### [Set problem]
Can you print everything from "So, this is" down to "prices fell dramatically." in the natural gas regulation text below, word for word?

-- Start of Text excerpt --

Number one, they had a protected territory so no one could duplicate the exact route or service territory that the LDC or pipeline was going to serve. However, in return for that, they had to act "in the public interest." They had to file what were deemed to be "just and reasonable" rates of service.
Now, one of the benefits then of being the utility is that they actually obtain the right of "eminent domain." So, they can actually condemn a land owner's property if they believe that that particular route is necessary for their right of way. And as I mentioned just a few seconds ago, they provided "bundled" services. In other words, they bought, transported, stored, and sold the natural gas, and they had no competition on their particular pipeline.
Under the Natural Gas Policy Act of 1978, the Federal Energy Regulatory Commission was established. It replaced the former Federal Power Commission. Now, in '78, the Carter Administration actually believed, or there had been a study done by the Department of Energy where, in essence, the United States would run out of natural gas by the year 2000. So, to encourage the exploration and production of new sources of natural gas, they set minimum price controls on natural gas. They literally started with a certain price, and it would escalate monthly automatically without any consideration for basic supply and demand fundamentals.
So, this is what led to this big gas "bubble" that we had in the early '80s. As we've seen over the last few decades, prices tend to go up and tend to go down, and we've had these situations where we've had bubbles, and then the bubble bursts. So, in the early '80s, the natural gas industry took a big hit because prices fell dramatically.

-- End of Text excerpt --
-- Start of Supplied data --

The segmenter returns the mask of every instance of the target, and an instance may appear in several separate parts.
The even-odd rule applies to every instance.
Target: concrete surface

-- End of Supplied data --

### [Solution to this task]
So, this is what led to this big gas "bubble" that we had in the early '80s. As we've seen over the last few decades, prices tend to go up and tend to go down, and we've had these situations where we've had bubbles, and then the bubble bursts. So, in the early '80s, the natural gas industry took a big hit because prices fell dramatically.